_Extract provided_

Infection by SARS-CoV-2 causes a dizzying array of symptoms beyond the respiratory distress that is its most notable feature. These range from intestinal complaints to blood clots to the loss of smell, and the symptoms vary greatly from person to person.
It will probably take years to figure out exactly what the virus does in the human body. But we got a little bit of data this week from a detailed study of images of the brains of COVID patients. The images were taken before and after the patients were infected. The results suggest that some areas of the brain associated with the olfactory system may shrink slightly after infection, although the effect is minor and consequences are unclear.
Hitting the biobank
This is yet another study that relies on the British Biobank. The Biobank enables users of the UK’s National Health Service to voluntarily match their medical records to their genetic profiles and provide medical researchers with a source of large population-level risk studies. In this case, a research team based largely in the UK combed the Biobank for people who had had brain scans before SARS-CoV-2 infection.

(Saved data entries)
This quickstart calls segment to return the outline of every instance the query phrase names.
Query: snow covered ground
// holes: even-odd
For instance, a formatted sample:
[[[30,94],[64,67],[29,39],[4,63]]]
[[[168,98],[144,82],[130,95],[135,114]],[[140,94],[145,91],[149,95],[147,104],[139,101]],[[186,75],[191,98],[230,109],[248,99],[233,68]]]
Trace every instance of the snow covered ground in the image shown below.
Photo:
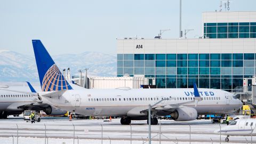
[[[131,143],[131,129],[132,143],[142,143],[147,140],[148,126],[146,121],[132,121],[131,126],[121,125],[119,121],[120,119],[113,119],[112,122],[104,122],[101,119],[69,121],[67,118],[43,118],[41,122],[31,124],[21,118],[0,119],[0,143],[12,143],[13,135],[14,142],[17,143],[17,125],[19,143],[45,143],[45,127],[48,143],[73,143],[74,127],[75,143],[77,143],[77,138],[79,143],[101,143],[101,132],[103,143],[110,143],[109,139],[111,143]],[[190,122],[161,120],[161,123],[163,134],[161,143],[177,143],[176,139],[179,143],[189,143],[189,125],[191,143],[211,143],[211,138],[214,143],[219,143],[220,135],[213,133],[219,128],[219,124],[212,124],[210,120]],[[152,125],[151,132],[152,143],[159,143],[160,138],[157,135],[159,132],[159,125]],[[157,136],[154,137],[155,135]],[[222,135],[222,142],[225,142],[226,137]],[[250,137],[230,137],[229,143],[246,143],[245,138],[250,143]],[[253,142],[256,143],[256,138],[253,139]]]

_What you will do_
(1) In the article on COVID and the brain, which brain areas may shrink slightly after infection?
(2) Rewrite the article on COVID and the brain starting at "It will probably" and ending at "before SARS-CoV-2 infection.", with "patients" changed to "individuals".

_Solutions per task_
(1) Some areas of the brain associated with the olfactory system may shrink slightly after infection.

(2)
It will probably take years to figure out exactly what the virus does in the human body. But we got a little bit of data this week from a detailed study of images of the brains of COVID individuals. The images were taken before and after the individuals were infected. The results suggest that some areas of the brain associated with the olfactory system may shrink slightly after infection, although the effect is minor and consequences are unclear.
Hitting the biobank
This is yet another study that relies on the British Biobank. The Biobank enables users of the UK’s National Health Service to voluntarily match their medical records to their genetic profiles and provide medical researchers with a source of large population-level risk studies. In this case, a research team based largely in the UK combed the Biobank for people who had had brain scans before SARS-CoV-2 infection.